[Stored records]
%%

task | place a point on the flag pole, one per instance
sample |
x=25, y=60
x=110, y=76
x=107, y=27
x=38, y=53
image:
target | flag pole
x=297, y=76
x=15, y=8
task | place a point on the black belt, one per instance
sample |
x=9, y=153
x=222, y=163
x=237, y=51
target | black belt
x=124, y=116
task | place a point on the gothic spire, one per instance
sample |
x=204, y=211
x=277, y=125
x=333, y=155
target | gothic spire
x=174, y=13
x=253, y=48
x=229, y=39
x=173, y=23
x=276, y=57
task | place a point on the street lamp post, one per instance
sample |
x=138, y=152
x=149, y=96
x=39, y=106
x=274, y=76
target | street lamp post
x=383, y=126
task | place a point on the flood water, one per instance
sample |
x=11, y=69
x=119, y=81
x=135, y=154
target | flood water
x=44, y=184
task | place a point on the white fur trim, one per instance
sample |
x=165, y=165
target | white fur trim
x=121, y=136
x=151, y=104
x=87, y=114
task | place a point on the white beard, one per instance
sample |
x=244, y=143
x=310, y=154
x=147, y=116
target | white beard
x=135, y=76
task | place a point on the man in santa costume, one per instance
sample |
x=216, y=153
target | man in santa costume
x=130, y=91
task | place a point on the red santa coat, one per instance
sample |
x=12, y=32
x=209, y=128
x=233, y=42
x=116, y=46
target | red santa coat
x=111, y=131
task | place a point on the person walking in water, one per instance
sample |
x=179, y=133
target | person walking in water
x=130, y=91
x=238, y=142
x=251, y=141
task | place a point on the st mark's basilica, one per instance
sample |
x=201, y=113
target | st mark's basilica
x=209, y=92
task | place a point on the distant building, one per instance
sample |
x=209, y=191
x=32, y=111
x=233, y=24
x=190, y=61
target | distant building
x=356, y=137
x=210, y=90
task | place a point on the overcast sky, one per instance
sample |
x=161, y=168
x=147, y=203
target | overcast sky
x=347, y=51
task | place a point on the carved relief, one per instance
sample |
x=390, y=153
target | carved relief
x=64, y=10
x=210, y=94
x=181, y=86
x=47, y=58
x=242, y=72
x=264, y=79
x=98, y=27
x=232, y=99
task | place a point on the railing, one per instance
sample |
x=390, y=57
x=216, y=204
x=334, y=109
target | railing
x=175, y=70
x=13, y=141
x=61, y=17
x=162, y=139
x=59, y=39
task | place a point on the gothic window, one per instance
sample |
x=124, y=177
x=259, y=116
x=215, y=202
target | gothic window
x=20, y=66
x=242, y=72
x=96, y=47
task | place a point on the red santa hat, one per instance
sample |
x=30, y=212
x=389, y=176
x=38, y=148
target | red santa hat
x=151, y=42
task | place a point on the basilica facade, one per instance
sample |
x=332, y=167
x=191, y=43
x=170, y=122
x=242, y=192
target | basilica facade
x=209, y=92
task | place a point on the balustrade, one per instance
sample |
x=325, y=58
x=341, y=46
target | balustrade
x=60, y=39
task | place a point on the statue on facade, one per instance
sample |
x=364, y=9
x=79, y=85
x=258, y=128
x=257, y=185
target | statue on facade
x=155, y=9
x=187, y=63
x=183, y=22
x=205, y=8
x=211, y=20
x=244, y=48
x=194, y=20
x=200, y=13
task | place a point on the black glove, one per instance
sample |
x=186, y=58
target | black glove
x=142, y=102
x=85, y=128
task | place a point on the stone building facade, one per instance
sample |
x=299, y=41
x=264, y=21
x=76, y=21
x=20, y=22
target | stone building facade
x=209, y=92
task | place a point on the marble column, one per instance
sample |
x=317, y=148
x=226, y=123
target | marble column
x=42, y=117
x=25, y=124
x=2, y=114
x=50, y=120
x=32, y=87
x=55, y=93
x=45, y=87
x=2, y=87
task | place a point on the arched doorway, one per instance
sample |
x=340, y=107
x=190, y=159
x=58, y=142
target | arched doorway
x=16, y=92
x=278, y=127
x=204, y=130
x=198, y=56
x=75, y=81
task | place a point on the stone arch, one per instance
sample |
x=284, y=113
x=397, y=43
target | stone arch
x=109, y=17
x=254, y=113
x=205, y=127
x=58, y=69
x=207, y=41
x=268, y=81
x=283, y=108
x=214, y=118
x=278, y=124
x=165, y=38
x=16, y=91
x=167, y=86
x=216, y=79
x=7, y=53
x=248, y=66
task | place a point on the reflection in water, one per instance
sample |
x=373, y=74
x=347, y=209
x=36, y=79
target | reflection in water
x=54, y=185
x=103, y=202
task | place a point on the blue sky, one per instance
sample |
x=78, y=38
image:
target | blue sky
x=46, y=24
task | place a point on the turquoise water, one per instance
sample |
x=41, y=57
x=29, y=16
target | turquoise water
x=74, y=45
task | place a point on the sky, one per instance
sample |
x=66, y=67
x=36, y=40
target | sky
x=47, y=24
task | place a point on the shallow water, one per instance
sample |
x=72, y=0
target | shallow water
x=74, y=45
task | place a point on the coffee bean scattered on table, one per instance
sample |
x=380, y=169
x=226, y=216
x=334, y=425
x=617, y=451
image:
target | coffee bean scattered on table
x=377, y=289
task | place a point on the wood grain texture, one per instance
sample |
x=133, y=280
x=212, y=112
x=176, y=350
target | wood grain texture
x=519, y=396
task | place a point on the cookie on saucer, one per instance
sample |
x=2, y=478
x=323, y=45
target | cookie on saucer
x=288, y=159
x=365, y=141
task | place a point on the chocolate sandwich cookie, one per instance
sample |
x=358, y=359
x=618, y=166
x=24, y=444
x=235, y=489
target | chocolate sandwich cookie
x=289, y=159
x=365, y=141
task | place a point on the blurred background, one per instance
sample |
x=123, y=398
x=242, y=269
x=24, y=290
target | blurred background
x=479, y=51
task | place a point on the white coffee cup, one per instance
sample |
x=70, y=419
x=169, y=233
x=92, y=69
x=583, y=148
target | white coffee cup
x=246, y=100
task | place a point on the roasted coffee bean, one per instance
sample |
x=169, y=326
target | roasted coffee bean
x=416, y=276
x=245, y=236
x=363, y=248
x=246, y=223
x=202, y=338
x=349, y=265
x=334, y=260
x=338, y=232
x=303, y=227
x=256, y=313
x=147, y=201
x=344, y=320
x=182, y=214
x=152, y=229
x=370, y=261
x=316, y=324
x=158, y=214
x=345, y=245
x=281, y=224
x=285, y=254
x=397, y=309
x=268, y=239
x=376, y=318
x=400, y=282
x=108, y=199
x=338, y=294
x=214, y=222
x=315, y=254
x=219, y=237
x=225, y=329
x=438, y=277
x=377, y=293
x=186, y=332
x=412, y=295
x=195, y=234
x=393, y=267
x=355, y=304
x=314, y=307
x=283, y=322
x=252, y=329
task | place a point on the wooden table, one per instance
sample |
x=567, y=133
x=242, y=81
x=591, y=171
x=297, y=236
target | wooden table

%%
%%

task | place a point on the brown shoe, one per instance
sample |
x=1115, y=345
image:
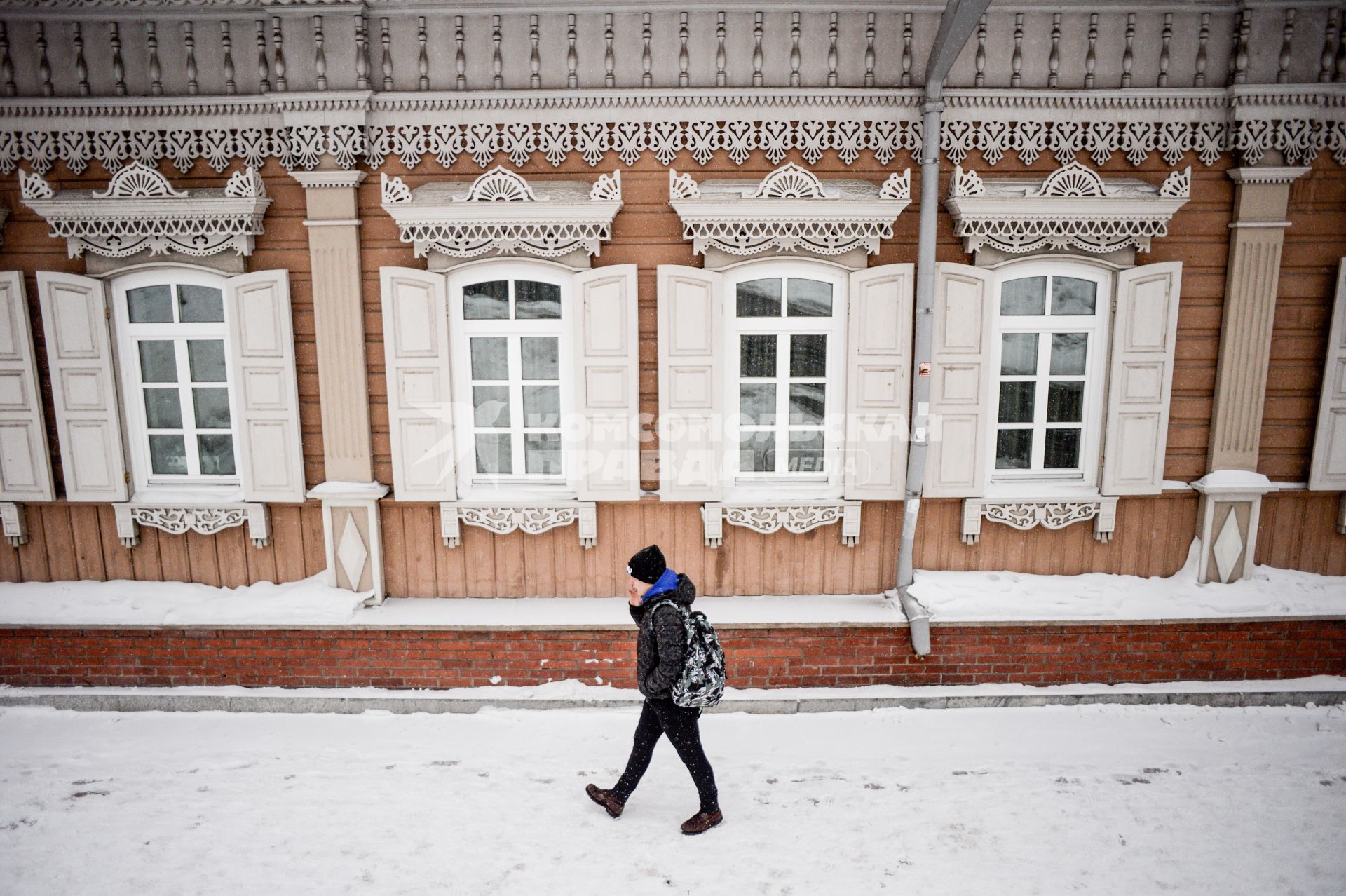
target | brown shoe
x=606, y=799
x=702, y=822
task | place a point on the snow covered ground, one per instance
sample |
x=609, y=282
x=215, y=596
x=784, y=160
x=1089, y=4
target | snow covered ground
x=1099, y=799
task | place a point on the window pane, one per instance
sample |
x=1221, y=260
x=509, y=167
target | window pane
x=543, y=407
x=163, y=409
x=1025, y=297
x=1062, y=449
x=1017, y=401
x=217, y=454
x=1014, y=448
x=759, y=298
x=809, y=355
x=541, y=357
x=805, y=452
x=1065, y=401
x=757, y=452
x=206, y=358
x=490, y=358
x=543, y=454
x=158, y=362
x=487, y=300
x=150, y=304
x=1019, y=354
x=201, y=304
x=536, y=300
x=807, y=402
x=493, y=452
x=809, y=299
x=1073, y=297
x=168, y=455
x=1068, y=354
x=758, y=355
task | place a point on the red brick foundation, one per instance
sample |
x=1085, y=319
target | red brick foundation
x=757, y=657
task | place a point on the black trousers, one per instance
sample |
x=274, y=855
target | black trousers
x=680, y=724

%%
%%

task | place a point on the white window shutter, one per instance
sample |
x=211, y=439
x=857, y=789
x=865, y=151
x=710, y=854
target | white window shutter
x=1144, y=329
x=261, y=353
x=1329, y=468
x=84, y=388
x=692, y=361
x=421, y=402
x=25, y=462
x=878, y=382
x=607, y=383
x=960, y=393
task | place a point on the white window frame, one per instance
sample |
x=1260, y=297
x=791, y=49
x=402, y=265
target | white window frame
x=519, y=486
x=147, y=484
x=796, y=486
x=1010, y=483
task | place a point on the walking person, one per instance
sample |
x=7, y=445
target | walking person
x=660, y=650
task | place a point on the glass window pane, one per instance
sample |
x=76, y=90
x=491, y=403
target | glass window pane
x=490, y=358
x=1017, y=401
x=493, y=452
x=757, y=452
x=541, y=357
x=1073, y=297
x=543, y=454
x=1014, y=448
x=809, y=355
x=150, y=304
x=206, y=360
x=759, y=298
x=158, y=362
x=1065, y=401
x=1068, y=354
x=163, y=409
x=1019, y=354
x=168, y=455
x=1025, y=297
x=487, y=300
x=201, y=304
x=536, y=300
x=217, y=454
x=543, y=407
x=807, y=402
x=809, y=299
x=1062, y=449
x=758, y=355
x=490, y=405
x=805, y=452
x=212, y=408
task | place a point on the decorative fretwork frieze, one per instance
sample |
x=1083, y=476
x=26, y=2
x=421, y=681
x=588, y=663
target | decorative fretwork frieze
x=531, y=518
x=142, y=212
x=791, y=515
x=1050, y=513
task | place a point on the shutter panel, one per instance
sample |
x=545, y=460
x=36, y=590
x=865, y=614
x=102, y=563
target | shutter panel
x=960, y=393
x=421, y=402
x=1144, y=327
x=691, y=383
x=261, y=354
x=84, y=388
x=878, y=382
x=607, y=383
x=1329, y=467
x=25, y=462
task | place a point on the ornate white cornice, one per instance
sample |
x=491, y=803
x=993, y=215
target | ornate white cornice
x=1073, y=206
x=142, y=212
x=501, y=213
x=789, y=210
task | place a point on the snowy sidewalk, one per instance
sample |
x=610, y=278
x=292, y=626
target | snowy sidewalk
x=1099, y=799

%%

The response consists of the lines above that contain "wooden".

task | place a point on the wooden table, one per instance
target | wooden table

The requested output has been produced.